-- Exercise passage --
______

Expanding his farm over time has been key to the Pagels’ success. John took over the family farm from his father in 1980, milking 150 cows. In 1995, the farm expanded to 450 cows, and in 2000, the farm built a double-20 parlor, expanding to 1,500 cows. In 2008, the Pagels built an on-farm methane digester that creates enough energy to power 1,200 homes, and in 2009, installed a 72-cow rotary milking parlor that milks 525 cows an hour. The herd is primarily Jersey-cross breed and Holsteins.

The 72-cow rotary milking parlor at Pagel’s Ponderosa Dairy.

Last year, John purchased Ron’s Cheese in Luxemburg, Wisconsin, and signed a lease to launch the Cannery Public Market in downtown Green Bay, a proposed local foods center. He plans to use Ron’s Cheese as both a retail outlet and wholesale distributor, and to sell the farm’s cheese at the new Green Bay facility, next door to Titletown Brewery. Prototypes of Ponderosa Cheese made and aged at a nearby cheese plant is now for sale online.

“We’re hoping to create an atmosphere that consumers will enjoy and supply it with our own beef, cheese and dairy products,” John says. He’s working to create a one-stop destination at the farm where visitors can see cows milked, energy created and cheese manufactured. “People will be able to watch a number of technologies happen all in the same location.”

______

(Image point grounding data)
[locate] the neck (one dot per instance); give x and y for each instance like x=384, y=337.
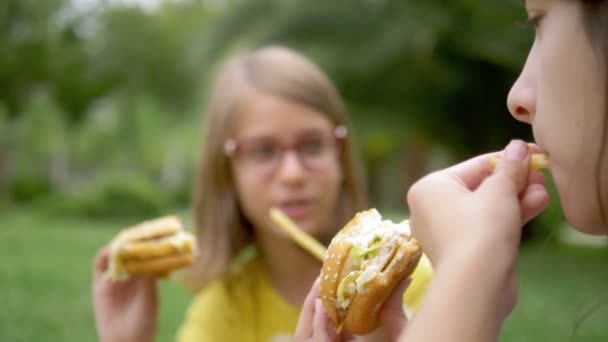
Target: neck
x=291, y=270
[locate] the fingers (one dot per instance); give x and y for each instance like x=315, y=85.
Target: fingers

______

-- Work instructions --
Could you quote the Pagel's Ponderosa Dairy passage word for word, between "The 72-cow rotary" and "for sale online.", inclusive?

-- Expected output --
The 72-cow rotary milking parlor at Pagel’s Ponderosa Dairy.

Last year, John purchased Ron’s Cheese in Luxemburg, Wisconsin, and signed a lease to launch the Cannery Public Market in downtown Green Bay, a proposed local foods center. He plans to use Ron’s Cheese as both a retail outlet and wholesale distributor, and to sell the farm’s cheese at the new Green Bay facility, next door to Titletown Brewery. Prototypes of Ponderosa Cheese made and aged at a nearby cheese plant is now for sale online.